### Page text
+ + + + +

The wording here doesn’t explicitly rule out some form of associate membership, but it does emphasise the integral role that the European Court of Justice plays in overseeing all EU agencies.

Businesses will be watching closely as this debate unfolds.

Text from guidelines saying: The European Council confirms its readiness to initiate work towards a free trade agreement (FTA), to be finalised and concluded once the UK is no longer a member state. Such an agreement cannot offer the same benefits as membership and cannot amount to participation in the single market or parts thereof.

In the words of European Council President Donald Tusk, “it should come as no surprise that the only remaining possible model is a free-trade agreement”.

The narrow negotiating mandate set out in these guidelines suggests that the EU doesn’t think it will be much more ambitious than other free trade agreements (FTA) it has negotiated – Canada is the most obvious example.

That means an FTA based on zero tariffs for goods and limited access for some services. But there is no mention at all of financial services – another UK priority – and the proposal for mutual recognition of standards appears to have been dismissed as a non-starter.

The draft does, however, argue that existing reciprocal access to fishing waters should be maintained – a sensitive issue on both sides of the English Channel.

Text from guidelines saying: The future relationship will only deliver in a mutually satisfactory way if it includes robust guarantees which ensure a level playing field. The aim should be to prevent unfair competitive advantage that the UK could enjoy through undercutting of current levels of protection with respect to competition and state aid, tax, social, environment and regulatory measures and practices.

We’ve consistently heard language like this from the EU. And anyway, the UK government has already said it wants to lead a global race to the top rather than a race to the bottom.

But the EU is concerned about a level playing field, and it wants to tie in any future UK government that may think differently.

So, there are a variety of ways in which this document suggests that fairness should be maintained – including “autonomous remedies”, which would allow the EU to punish the UK if it thinks it is stepping out of line.

Text from guidelines saying: Police and judicial cooperation in criminal matters should constitute an important element of the future EU-UK relationship… (and) in the fields of security, defence and foreign policy there should be no gap in the EU-UK cooperation as a consequence of the UK withdrawal from the union.

Away from the most troublesome economic issues, both sides want to maintain a partnership that is as close and effective as possible.

+ + + + +

### Aim
Copy the Brexit commentary from the words "So, there are" through "effective as possible.", replacing "partnership" with "alliance".

+ + + + +

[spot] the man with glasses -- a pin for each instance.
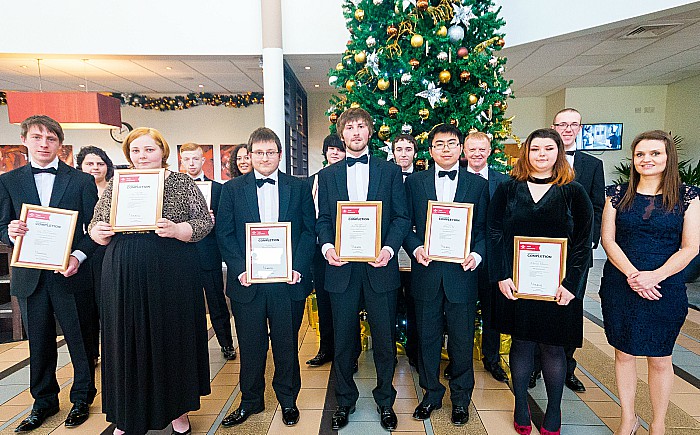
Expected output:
(266, 195)
(445, 292)
(589, 173)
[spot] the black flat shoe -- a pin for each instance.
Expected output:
(229, 352)
(320, 359)
(239, 416)
(340, 416)
(36, 418)
(574, 384)
(290, 416)
(387, 418)
(460, 415)
(424, 410)
(78, 414)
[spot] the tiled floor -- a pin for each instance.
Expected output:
(594, 412)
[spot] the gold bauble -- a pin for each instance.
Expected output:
(444, 76)
(416, 41)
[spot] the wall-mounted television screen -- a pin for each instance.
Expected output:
(600, 137)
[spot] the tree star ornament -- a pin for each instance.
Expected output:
(432, 94)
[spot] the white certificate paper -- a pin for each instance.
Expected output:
(268, 252)
(448, 231)
(539, 267)
(47, 243)
(358, 230)
(137, 199)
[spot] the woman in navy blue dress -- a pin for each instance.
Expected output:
(650, 233)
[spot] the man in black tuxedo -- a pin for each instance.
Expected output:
(192, 160)
(445, 292)
(43, 294)
(477, 148)
(589, 173)
(266, 195)
(362, 178)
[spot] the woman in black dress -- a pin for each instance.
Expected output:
(541, 200)
(650, 233)
(155, 362)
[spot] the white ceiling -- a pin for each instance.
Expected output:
(593, 57)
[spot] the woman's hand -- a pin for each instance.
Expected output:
(101, 233)
(507, 287)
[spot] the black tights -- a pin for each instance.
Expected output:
(522, 354)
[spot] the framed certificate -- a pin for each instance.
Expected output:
(47, 243)
(268, 252)
(539, 266)
(448, 231)
(358, 230)
(137, 199)
(205, 187)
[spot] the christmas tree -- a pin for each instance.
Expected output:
(413, 64)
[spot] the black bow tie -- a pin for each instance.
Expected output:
(452, 174)
(261, 181)
(44, 170)
(364, 159)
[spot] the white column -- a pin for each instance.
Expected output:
(273, 70)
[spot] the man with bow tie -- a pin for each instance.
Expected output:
(589, 173)
(362, 178)
(266, 195)
(445, 292)
(43, 294)
(192, 160)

+ + + + +

### Task answer
So, there are a variety of ways in which this document suggests that fairness should be maintained – including “autonomous remedies”, which would allow the EU to punish the UK if it thinks it is stepping out of line.

Text from guidelines saying: Police and judicial cooperation in criminal matters should constitute an important element of the future EU-UK relationship… (and) in the fields of security, defence and foreign policy there should be no gap in the EU-UK cooperation as a consequence of the UK withdrawal from the union.

Away from the most troublesome economic issues, both sides want to maintain a alliance that is as close and effective as possible.